PROBLEM TO WORK ON » Return the listing below verbatim. Pictures do not belong in the copy.

SUPPLIED INFORMATION »
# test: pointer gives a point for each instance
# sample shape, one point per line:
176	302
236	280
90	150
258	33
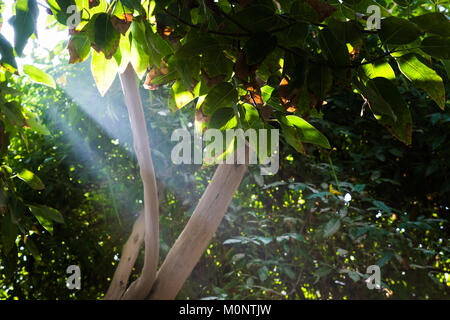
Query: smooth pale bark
128	258
198	232
140	288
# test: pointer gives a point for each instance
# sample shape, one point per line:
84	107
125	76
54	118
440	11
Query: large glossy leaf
307	132
8	232
258	47
223	119
31	179
433	22
333	49
46	216
102	34
104	71
398	31
39	76
220	96
46	212
437	47
346	31
378	69
401	125
331	227
320	81
423	77
8	61
24	23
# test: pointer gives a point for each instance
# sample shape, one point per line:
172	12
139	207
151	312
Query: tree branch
129	254
198	232
140	288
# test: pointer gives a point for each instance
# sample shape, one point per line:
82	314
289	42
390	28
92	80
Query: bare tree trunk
140	288
128	258
198	232
195	237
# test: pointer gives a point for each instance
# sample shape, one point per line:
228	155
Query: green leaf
181	95
320	81
437	47
333	49
59	9
446	64
398	31
401	125
292	136
378	69
35	124
102	34
322	272
354	276
8	61
223	119
332	227
263	273
307	132
258	47
346	31
39	76
104	71
79	47
220	96
423	77
24	23
135	5
31	179
433	22
32	248
159	47
48	213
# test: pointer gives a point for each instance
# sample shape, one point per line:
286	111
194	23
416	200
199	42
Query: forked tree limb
140	288
197	234
130	252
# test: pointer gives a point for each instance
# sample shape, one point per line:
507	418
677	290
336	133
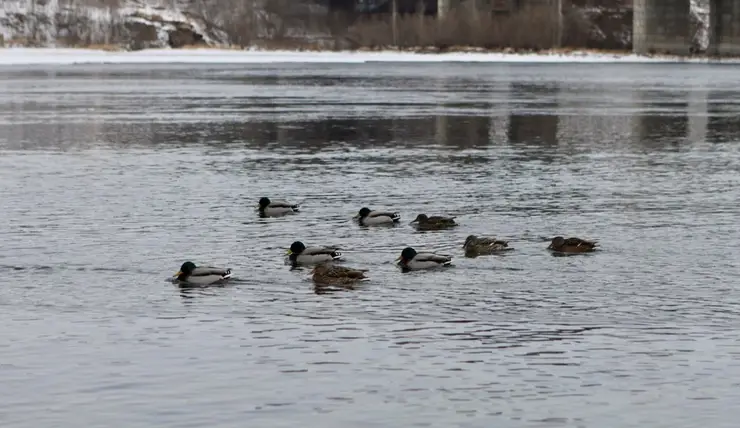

RESULT »
# test: pointer gives a point for each instance
# sample shape, one point per line:
176	302
236	280
90	150
258	33
Query: smooth pale bark
128	258
198	232
140	288
# test: pointer gives a point for each instance
# sample shape, one point per line:
84	107
125	76
54	118
440	11
Query: large glossy leaf
307	132
8	232
258	47
223	119
31	179
433	22
333	49
46	216
102	34
104	71
398	31
39	76
220	96
46	212
437	47
346	31
378	69
401	125
331	227
320	81
423	77
8	61
24	23
# test: pointer gives a point for each instance
# sample shape, one point per line:
172	12
139	207
151	312
Query: tree branch
129	254
198	232
140	288
# test: pointer gives a point for each instance
# sample shape, one point per line:
82	314
289	42
390	28
92	80
Query: bare tree trunk
140	288
128	258
198	232
195	237
# test: pointer gives a point for each instance
# sample shape, one point per line:
228	155
Query: green leaf
181	95
320	81
437	47
333	49
59	9
446	64
398	31
401	125
292	136
378	69
35	124
102	34
322	272
354	276
8	61
223	119
332	227
263	273
307	132
258	47
346	31
39	76
104	71
79	47
220	96
423	77
24	23
135	5
31	179
433	22
32	248
159	47
48	213
# test: pointer gives a point for each instance
# sample shape, one point per line:
286	111
194	23
416	200
199	42
Query: forked tree limb
140	288
197	234
130	252
# test: pointer gives a point for each instance
# sample shape, one point per line:
507	418
677	290
336	133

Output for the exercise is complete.